» **Exercise**
Each line of the data that includes "bottle" must be copied.

» **Extracted entries**

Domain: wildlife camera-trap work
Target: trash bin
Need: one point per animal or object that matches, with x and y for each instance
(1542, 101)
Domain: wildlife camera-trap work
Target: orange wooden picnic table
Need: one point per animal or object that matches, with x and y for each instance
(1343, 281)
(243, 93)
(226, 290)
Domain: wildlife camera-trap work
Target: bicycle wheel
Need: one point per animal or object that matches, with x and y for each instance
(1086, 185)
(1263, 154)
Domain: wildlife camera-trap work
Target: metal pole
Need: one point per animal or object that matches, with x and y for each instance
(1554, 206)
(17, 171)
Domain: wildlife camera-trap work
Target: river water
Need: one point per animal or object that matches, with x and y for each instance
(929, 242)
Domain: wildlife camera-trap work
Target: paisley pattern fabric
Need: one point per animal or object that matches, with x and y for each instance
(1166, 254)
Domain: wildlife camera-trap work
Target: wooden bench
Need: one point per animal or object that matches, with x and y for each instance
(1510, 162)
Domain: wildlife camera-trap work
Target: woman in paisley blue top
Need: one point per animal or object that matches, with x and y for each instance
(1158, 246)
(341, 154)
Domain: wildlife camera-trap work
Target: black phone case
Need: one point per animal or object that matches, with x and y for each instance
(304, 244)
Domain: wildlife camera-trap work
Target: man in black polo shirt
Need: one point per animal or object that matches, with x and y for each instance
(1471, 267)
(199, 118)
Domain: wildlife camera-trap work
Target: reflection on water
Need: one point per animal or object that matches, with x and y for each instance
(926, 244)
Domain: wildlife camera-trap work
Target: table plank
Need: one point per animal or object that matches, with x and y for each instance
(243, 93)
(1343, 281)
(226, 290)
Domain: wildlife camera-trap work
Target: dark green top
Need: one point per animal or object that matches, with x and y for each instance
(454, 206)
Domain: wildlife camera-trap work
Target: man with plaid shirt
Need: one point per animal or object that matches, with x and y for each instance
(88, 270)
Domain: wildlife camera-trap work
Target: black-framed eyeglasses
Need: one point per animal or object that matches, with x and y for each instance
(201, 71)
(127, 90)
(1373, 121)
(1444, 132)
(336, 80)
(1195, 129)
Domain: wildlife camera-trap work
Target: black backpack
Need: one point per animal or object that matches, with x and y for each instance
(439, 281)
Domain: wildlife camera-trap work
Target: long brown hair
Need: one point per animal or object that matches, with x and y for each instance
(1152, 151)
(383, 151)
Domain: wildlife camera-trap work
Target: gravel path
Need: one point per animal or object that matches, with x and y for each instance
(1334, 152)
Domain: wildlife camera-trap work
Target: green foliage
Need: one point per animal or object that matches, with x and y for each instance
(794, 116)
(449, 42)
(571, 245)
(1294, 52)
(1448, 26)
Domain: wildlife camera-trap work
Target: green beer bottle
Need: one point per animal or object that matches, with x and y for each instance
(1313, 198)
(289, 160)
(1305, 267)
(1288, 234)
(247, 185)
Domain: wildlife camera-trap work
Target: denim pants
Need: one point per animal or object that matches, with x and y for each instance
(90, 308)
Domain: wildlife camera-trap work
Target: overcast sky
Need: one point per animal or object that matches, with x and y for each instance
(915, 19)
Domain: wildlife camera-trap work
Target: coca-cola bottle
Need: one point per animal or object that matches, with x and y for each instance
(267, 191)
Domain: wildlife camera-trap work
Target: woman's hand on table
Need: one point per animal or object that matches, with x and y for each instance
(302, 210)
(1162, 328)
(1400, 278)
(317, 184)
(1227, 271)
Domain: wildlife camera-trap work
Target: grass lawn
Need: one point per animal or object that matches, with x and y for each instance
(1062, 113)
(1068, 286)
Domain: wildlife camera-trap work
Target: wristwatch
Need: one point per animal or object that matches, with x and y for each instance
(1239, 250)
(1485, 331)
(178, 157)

--

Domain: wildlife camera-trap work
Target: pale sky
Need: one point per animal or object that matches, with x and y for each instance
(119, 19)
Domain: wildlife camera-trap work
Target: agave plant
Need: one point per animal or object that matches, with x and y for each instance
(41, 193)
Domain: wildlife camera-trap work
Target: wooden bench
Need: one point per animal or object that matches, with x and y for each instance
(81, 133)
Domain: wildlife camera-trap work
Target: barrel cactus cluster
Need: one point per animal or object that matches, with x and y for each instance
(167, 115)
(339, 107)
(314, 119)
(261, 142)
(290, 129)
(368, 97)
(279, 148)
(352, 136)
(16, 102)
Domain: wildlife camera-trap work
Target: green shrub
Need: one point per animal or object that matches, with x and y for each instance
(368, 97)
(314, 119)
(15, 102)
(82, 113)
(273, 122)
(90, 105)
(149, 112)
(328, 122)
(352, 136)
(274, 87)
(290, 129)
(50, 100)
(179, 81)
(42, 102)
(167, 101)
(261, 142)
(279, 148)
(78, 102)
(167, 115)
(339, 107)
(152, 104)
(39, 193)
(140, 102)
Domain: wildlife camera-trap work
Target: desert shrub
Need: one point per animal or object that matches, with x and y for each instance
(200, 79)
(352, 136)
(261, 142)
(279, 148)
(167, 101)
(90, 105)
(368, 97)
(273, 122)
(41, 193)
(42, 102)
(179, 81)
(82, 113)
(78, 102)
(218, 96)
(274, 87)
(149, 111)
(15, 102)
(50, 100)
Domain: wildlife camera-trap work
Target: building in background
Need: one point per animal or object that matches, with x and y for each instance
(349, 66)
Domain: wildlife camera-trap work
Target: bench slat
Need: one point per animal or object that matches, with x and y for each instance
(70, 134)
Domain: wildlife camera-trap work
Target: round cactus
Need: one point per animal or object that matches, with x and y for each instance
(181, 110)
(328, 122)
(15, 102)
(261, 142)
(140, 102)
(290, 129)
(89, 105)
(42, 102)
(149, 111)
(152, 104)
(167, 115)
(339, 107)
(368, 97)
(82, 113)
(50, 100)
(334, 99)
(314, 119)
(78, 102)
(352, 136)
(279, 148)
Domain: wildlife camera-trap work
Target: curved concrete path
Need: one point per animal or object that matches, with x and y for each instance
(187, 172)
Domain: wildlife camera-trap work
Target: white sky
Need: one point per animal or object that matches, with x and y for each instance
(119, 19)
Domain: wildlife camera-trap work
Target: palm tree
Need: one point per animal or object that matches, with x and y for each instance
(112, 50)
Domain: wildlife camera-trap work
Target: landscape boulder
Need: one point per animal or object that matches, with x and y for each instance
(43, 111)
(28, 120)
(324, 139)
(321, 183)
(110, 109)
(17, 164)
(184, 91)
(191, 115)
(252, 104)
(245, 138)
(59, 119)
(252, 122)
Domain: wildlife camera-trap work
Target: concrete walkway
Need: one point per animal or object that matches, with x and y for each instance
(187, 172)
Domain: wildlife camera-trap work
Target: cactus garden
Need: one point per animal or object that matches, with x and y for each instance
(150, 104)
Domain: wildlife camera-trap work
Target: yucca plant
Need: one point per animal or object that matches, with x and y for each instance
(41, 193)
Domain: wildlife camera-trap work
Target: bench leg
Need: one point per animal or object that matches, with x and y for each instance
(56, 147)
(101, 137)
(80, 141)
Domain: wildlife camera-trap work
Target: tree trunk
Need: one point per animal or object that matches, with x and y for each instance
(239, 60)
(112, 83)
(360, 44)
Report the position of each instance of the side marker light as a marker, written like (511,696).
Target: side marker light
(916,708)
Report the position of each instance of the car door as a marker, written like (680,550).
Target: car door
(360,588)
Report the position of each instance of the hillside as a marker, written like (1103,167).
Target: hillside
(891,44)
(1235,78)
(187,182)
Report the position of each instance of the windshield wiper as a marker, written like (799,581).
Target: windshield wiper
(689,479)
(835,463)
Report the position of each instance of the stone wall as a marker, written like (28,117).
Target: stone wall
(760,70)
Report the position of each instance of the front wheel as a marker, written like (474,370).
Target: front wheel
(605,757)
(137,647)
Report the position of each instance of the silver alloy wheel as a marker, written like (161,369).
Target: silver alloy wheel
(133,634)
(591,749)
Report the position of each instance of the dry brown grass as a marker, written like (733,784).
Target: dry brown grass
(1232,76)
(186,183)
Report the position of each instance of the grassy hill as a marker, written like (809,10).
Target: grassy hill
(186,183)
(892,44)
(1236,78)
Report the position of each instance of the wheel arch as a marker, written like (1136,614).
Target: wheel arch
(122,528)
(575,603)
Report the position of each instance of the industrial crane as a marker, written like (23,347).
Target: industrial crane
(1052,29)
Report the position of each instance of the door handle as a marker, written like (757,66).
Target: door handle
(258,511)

--

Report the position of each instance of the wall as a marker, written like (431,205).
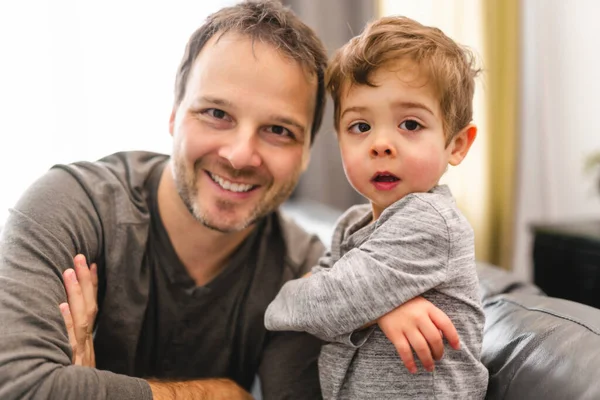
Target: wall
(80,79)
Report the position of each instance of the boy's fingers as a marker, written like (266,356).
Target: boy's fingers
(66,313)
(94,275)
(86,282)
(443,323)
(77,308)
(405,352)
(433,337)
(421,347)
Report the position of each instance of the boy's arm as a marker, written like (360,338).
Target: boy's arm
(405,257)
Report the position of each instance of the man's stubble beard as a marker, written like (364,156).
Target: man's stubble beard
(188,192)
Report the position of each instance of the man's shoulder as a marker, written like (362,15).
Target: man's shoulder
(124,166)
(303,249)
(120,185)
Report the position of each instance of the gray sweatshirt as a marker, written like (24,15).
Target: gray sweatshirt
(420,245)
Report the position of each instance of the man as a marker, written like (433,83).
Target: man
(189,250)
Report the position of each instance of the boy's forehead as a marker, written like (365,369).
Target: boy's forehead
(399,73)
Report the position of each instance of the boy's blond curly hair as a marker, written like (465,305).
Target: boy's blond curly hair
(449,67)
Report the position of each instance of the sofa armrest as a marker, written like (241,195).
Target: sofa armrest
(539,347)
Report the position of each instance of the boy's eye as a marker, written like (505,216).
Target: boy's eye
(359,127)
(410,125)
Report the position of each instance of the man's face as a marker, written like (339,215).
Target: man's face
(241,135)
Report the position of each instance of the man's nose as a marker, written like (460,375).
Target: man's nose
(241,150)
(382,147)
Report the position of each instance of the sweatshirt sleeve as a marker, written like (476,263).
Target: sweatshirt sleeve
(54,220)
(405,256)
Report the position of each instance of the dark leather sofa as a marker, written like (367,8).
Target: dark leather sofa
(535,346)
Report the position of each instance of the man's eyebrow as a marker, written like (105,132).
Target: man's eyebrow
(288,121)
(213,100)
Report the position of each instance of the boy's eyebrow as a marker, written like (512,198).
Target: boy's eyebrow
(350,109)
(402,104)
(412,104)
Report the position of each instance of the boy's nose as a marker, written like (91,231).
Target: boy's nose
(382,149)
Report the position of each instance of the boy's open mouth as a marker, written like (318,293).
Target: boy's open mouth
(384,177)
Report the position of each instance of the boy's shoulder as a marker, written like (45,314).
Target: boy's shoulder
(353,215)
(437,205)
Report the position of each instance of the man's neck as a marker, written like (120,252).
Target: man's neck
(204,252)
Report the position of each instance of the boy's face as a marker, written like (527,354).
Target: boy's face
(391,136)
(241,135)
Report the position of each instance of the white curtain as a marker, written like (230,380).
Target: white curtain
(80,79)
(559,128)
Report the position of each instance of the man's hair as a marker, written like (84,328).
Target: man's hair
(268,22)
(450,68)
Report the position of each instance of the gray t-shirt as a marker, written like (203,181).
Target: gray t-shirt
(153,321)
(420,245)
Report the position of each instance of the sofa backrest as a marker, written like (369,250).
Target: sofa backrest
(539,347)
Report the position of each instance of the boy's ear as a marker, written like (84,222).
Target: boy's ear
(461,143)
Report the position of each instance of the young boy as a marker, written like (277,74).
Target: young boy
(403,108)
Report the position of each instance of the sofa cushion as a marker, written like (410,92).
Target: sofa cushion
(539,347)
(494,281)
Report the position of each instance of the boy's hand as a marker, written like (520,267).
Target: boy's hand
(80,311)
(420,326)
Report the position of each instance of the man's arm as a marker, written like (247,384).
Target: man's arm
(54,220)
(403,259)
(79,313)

» **Exercise output**
Target: green beer bottle
Target: coca-cola bottle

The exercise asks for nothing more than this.